* _Apply what you read_
- a) Please write out the part of the project description that opens with the words containing "- Install the" and closes with "file in it.".
- b) In the project description, what warning is shown to the sender when a message is classified as bullying?

We have made a service wrapper using flask for our prediction model. Now whenever the group of users write or post the messages in format of text, it will request our service wrapper and our service wrapper will load the Machine learning model which is in pickle file. this ML model will predict whether the given message is bullying or non-bullying i.e either 1 or 0 and will return to the service wrapper. Later our service wrapper will respond to the users, whether the message enter is bullying or non-bullying.
postman.mov
We have tested our prediction service using flask on postman. The request and response body we have used is shown in the about video
We have created a Multi Group chat application using python sockets and Tkinder GUI. It has the functionalities to create room or join room using room Id and send messages within a room.
Whenever the user posts a message in the chat, our prediction service will the load the model and if the text enter is categorized as non-bullying then text or messages will be displayed on the chat screen as shown in the video below.
Whenever the user posts a message in the chat, our prediction service will load the model and if the text enter is categorized as bullying, then the message will be not displayed on the chat screen, the sender will get the warning as Stop bullying people and behave decently and the receiver will not receive the bullying message. Instead, they will be informed that a bullying message has been detected it and it is hidden as shown in the video below.
chat_application.mov
- Clone this repository and unzip it.
- Begin a new virtual environment with Python 3 and activate it.
- Install the required packages using pip install -r requirements.txt.
- First in the code folder run the .ipynb file and generate all the pickle file in it.
- then in the service_testing folder to run the prediction service wrapper execute the command: flask run.
- then in the safechat folder to run the group chat application first run server.py. then client.py, and then run client_GUI.py.

* _Text-to-region grounding data_
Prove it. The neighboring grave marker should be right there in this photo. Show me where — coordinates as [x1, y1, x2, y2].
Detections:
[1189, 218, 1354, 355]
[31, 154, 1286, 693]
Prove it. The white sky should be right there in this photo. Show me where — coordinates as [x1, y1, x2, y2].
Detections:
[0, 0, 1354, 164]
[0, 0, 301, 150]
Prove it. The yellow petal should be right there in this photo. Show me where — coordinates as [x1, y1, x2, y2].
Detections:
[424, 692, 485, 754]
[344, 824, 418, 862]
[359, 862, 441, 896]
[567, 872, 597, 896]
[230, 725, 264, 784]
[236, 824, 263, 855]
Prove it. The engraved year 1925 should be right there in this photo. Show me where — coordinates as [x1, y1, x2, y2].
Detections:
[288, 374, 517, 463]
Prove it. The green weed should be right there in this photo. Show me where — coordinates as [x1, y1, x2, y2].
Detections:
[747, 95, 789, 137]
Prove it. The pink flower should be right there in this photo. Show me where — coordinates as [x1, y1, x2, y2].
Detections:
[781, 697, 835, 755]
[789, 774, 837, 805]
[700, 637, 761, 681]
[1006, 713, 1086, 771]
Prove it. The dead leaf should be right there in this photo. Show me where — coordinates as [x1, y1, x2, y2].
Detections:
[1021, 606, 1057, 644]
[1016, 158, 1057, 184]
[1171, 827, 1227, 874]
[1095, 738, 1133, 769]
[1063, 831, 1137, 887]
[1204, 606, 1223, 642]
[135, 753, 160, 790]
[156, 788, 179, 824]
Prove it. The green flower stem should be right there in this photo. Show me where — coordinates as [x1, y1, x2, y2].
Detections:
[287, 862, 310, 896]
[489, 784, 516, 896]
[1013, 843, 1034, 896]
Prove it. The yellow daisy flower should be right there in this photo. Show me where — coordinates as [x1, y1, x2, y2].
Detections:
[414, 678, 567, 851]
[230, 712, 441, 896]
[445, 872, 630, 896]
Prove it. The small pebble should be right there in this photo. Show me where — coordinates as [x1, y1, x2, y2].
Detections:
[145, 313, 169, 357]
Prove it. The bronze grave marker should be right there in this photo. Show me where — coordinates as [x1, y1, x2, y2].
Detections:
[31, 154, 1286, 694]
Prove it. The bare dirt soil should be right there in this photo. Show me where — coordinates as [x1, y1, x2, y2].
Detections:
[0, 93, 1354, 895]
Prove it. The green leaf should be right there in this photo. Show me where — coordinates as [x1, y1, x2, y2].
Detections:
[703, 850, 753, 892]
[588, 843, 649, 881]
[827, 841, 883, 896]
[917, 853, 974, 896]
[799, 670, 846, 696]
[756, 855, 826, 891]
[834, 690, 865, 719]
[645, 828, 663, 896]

* _Exercise solutions_
- a)
- Install the required packages using pip install -r requirements.txt.
- First in the code folder run the .ipynb file and generate all the pickle file in it.

- b) Stop bullying people and behave decently